Tekstfragment:
ECLI:NL:RBAMS:2008:BD7142

Rechtbank Amsterdam

Datum uitspraak
10 juni 2008
Publicatiedatum
5 april 2013
Zaaknummer
AWB 07/2412 W
Instantie
Rechtbank Amsterdam
Type
Uitspraak
Rechtsgebied
Bestuursrecht; Socialezekerheidsrecht
Procedures
  • Eerste aanleg - enkelvoudig
Vindplaatsen
  • Rechtspraak.nl
AI samenvatting door LexboostAutomatisch gegenereerd

Herziening en terugvordering van bijstandsuitkering op basis van inlichtingenplicht en motiveringsgebrek

In deze zaak heeft de Rechtbank Amsterdam op 10 juni 2008 uitspraak gedaan in een geschil tussen eiseres, een uitkeringsgerechtigde, en het college van burgemeester en wethouders van de gemeente Amsterdam, vertegenwoordigd door mr. D.A. Ahmed. Eiseres ontving een uitkering op grond van de Wet werk en bijstand (WWB), maar deze werd per 1 september 2006 herzien, waarbij de toeslag bij medebewoning werd verlaagd. Eiseres maakte bezwaar tegen deze herziening en de daaropvolgende terugvordering van een bedrag van € 460,10 netto. De rechtbank oordeelde dat het bestreden besluit van de gemeente onvoldoende inzicht gaf in de nieuwe grondslag voor de herziening en terugvordering, wat leidde tot een motiveringsgebrek. De rechtbank verklaarde het beroep gegrond, vernietigde het bestreden besluit, maar liet de rechtsgevolgen in stand, omdat het teruggevorderde bedrag onverschuldigd was betaald. De rechtbank benadrukte dat de gemeente bevoegd was om de uitkering te herzien en terug te vorderen, en dat er geen dringende redenen waren om van terugvordering af te zien. Eiseres had niet aangetoond dat zij in financiële problemen verkeerde die een uitzondering rechtvaardigden.

Uitspraak

Rechtbank Amsterdam
Sector Bestuursrecht
enkelvoudige kamer
UITSPRAAK
in het geding met reg.nr. AWB 07/2412 WWB
tussen:
[eiseres], wonende te [woonplaats],
eiseres,
en
het college van burgemeester en wethouders van de gemeente Amsterdam,
verweerder,
vertegenwoordigd door mr. D.A. Ahmed.
1. PROCESVERLOOP
De rechtbank heeft op 14 juni 2007 een beroepschrift ontvangen gericht tegen het besluit van verweerder van 3 mei 2007, verzonden op 4 mei 2007 (hierna: het bestreden besluit). Dit beroepschrift is ingevolge artikel 6:15, eerste lid, van de Algemene wet bestuursrecht (Awb) doorgezonden aan de rechtbank.
Het onderzoek is gesloten ter zitting van 24 april 2008.

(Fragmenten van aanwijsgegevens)
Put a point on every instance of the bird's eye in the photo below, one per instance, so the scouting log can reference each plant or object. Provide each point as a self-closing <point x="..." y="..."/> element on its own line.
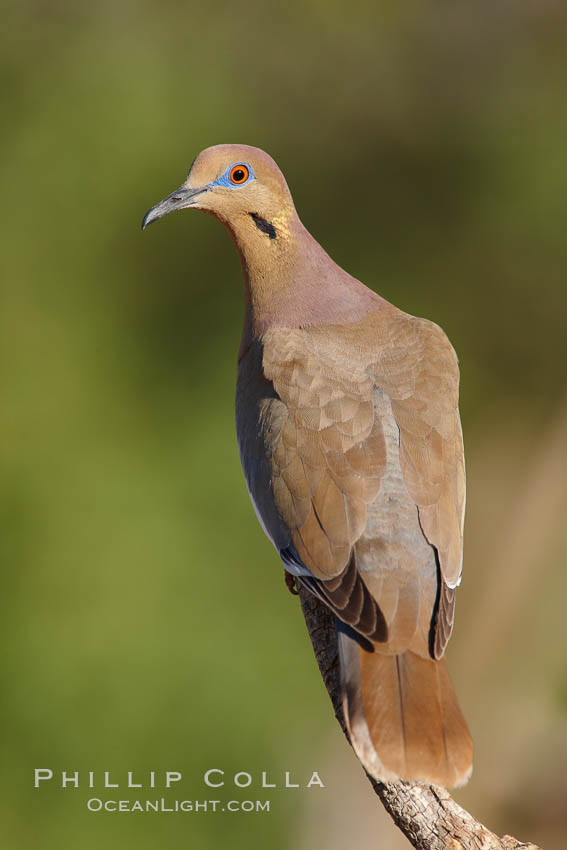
<point x="239" y="174"/>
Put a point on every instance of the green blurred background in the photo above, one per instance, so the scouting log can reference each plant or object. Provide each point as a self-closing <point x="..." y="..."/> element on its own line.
<point x="146" y="623"/>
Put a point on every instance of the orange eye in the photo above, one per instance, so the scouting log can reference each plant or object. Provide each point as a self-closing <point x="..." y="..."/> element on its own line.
<point x="239" y="174"/>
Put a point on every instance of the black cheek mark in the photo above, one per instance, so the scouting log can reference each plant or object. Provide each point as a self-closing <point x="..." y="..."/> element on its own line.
<point x="264" y="226"/>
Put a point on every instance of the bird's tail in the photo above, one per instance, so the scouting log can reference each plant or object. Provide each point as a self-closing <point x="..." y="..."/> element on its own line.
<point x="403" y="716"/>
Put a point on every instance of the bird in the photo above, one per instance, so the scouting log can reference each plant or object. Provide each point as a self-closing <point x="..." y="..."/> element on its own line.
<point x="351" y="445"/>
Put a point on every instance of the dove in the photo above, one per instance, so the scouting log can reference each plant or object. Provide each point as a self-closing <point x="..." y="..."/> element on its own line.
<point x="350" y="440"/>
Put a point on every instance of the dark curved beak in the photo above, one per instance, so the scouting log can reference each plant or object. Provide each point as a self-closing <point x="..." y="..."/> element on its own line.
<point x="178" y="200"/>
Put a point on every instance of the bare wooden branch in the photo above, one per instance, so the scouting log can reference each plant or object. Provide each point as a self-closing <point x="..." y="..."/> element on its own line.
<point x="427" y="814"/>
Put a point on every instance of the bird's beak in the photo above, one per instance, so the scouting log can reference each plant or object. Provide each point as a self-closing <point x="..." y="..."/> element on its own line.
<point x="178" y="200"/>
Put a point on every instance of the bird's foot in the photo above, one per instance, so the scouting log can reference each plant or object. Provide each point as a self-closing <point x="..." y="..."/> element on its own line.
<point x="290" y="582"/>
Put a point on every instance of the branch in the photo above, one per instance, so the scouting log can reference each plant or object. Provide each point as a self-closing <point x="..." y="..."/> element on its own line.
<point x="426" y="814"/>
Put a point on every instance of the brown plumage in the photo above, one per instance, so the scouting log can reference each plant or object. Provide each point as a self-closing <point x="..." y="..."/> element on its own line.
<point x="350" y="440"/>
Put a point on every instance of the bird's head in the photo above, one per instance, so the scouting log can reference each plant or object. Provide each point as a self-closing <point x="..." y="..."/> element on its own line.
<point x="239" y="185"/>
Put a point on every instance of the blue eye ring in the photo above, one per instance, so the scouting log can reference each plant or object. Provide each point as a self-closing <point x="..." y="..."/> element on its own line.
<point x="236" y="175"/>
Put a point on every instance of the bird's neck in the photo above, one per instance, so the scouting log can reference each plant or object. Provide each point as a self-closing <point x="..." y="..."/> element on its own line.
<point x="291" y="281"/>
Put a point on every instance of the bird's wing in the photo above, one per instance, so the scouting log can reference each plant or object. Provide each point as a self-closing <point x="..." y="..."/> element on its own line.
<point x="316" y="460"/>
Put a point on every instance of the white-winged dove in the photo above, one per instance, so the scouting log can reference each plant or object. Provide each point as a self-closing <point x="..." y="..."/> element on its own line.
<point x="350" y="439"/>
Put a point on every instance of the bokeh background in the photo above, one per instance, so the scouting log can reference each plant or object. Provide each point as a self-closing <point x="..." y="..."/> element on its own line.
<point x="146" y="624"/>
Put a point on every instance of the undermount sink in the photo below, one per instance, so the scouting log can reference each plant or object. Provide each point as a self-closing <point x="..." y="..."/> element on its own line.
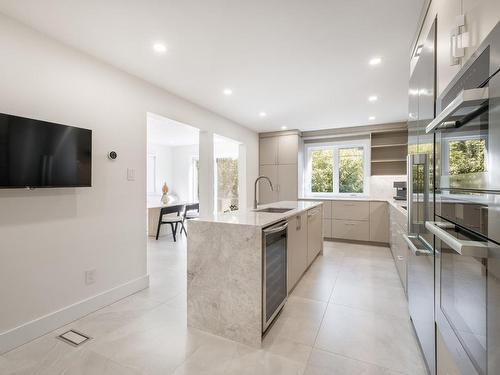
<point x="274" y="210"/>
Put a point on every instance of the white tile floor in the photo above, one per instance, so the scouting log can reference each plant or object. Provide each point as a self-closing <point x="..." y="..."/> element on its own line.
<point x="348" y="315"/>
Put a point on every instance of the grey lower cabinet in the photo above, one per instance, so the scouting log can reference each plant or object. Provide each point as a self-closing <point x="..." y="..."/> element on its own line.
<point x="314" y="233"/>
<point x="297" y="248"/>
<point x="379" y="222"/>
<point x="399" y="249"/>
<point x="305" y="242"/>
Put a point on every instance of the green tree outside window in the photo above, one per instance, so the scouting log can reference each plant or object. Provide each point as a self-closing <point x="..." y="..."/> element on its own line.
<point x="322" y="171"/>
<point x="351" y="170"/>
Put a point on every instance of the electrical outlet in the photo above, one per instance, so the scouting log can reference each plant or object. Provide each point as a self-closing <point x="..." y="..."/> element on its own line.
<point x="89" y="277"/>
<point x="131" y="174"/>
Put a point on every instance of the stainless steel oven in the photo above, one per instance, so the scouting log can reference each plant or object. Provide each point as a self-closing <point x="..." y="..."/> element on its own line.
<point x="274" y="271"/>
<point x="466" y="223"/>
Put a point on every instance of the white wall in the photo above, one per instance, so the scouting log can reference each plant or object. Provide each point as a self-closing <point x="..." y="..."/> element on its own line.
<point x="164" y="166"/>
<point x="50" y="237"/>
<point x="182" y="171"/>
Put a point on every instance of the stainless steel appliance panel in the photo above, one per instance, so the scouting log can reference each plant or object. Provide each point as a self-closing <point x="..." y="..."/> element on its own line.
<point x="419" y="240"/>
<point x="274" y="270"/>
<point x="467" y="212"/>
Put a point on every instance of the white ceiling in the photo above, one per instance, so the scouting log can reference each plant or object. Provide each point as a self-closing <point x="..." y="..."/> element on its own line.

Opdrachten:
- a) Beantwoord de volgende vragen over de uitspraak van de Rechtbank Amsterdam, elk op een eigen regel.
(i) Op welke datum is de uitspraak gepubliceerd?
(ii) Welk bedrag werd van eiseres teruggevorderd?
(iii) Ter zitting van welke datum is het onderzoek gesloten?
- b) Noem alle verschillende datums die in de uitspraak van de Rechtbank Amsterdam voorkomen.
- c) Vervolg de uitspraak over de herziening van de bijstandsuitkering na de laatste zin.
De rijen komen uit een andere bron dan de uitspraak.

De antwoorden:
- a)
(i) 5 april 2013
(ii) € 460,10 netto
(iii) 24 april 2008

- b)
10 juni 2008
5 april 2013
1 september 2006
14 juni 2007
3 mei 2007
4 mei 2007
24 april 2008

- c)
2. OVERWEGINGEN
Eiseres ontvangt een uitkering op grond van de Wet werk en bijstand (hierna: WWB).
Bij primair besluit van 7 november 2006 heeft verweerder de uitkering van eiseres met ingang van
1 september 2006 herzien, waarbij de toeslag bij medebewoning is verlaagd van 20% naar 10%.
Bij primair besluit van 9 februari 2007 heeft verweerder de uitkering van eiseres op grond van artikel 54, derde lid, sub a, van de WWB en artikel 4, tweede lid, van de Beleidsregels Wet werk en bijstand (hierna: de Beleidsregels) herzien, omdat aan eiseres over de periode van 1 september 2006 tot en met 31 oktober 2006 ten onrechte of tot een te hoog bedrag bijstand is verleend. Verweerder legt hieraan ten grondslag dat eiseres de inlichtingenplicht heeft geschonden. Bij dit besluit heeft verweerder tevens op grond van artikel 58, eerste lid, sub a, van de WWB en artikel 5, eerste lid, van de Beleidsregels een bedrag van € 723,09 bruto teruggevorderd. Tegen dit besluit heeft eiseres tijdig bezwaar gemaakt.
Bij het bestreden besluit heeft verweerder het bezwaar van eiseres tegen het primaire besluit gedeeltelijk gegrond verklaard. Verweerder herziet het primaire besluit met dien verstande dat het terug te vorderen bedrag onder verwijzing naar de Beleidsregels wordt verlaagd naar € 460,10 netto, omdat eiseres aan de wettelijke inlichtingenplicht heeft voldaan.
Eiseres heeft in beroep, kort gezegd, het volgende aangevoerd. Eiseres is van mening dat, nu zij voldaan blijkt te hebben aan de wettelijke inlichtingenplicht, verweerder ten onrechte over is gegaan tot terugvordering van het bedrag van € 460,10 netto.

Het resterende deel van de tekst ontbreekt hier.